Source information.
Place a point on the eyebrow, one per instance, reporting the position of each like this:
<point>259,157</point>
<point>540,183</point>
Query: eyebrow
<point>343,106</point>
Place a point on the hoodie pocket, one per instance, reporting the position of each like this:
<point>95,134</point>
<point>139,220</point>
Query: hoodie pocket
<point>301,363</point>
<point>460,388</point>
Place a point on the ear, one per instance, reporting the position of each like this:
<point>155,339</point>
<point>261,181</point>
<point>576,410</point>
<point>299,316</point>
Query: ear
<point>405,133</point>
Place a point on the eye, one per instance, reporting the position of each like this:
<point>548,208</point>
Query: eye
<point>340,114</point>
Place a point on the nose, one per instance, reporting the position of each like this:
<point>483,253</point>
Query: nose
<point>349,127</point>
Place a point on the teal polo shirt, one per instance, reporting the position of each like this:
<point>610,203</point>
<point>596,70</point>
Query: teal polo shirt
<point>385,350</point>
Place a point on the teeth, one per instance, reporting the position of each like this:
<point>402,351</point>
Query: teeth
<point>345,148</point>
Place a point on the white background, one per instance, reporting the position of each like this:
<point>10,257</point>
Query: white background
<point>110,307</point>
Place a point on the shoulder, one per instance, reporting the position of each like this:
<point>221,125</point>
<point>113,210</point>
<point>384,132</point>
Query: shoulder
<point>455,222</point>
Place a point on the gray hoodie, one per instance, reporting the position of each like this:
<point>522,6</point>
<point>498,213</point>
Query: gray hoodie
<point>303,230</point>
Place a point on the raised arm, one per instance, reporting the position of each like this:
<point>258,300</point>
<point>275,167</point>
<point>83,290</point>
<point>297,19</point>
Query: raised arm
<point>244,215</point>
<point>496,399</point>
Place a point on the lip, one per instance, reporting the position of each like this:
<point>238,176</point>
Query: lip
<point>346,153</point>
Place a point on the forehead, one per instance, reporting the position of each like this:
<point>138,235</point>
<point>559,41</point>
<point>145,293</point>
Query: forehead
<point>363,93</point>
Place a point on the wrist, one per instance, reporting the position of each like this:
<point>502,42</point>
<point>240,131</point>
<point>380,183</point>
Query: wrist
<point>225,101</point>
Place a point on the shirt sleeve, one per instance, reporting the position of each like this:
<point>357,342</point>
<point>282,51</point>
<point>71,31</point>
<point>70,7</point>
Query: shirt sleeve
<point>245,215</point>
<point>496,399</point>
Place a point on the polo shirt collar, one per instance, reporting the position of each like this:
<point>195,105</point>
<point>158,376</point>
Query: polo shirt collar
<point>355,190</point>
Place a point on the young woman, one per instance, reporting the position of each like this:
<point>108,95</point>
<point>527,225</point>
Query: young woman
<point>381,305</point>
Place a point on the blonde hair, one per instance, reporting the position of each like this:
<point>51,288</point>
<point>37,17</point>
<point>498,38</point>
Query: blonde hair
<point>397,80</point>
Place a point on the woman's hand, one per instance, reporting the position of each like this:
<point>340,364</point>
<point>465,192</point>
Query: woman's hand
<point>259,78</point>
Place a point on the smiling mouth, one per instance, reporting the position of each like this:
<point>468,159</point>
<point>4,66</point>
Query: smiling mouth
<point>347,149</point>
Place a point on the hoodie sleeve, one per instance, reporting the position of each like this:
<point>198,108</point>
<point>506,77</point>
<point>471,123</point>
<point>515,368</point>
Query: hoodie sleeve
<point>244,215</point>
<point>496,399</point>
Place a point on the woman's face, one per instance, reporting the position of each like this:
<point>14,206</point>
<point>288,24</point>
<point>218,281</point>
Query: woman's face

Task description. Every line in the records above with the string "face" in it should be shown.

Response box.
Place a point on the woman's face, one per instance, reporting the position of each like this:
Query: woman's face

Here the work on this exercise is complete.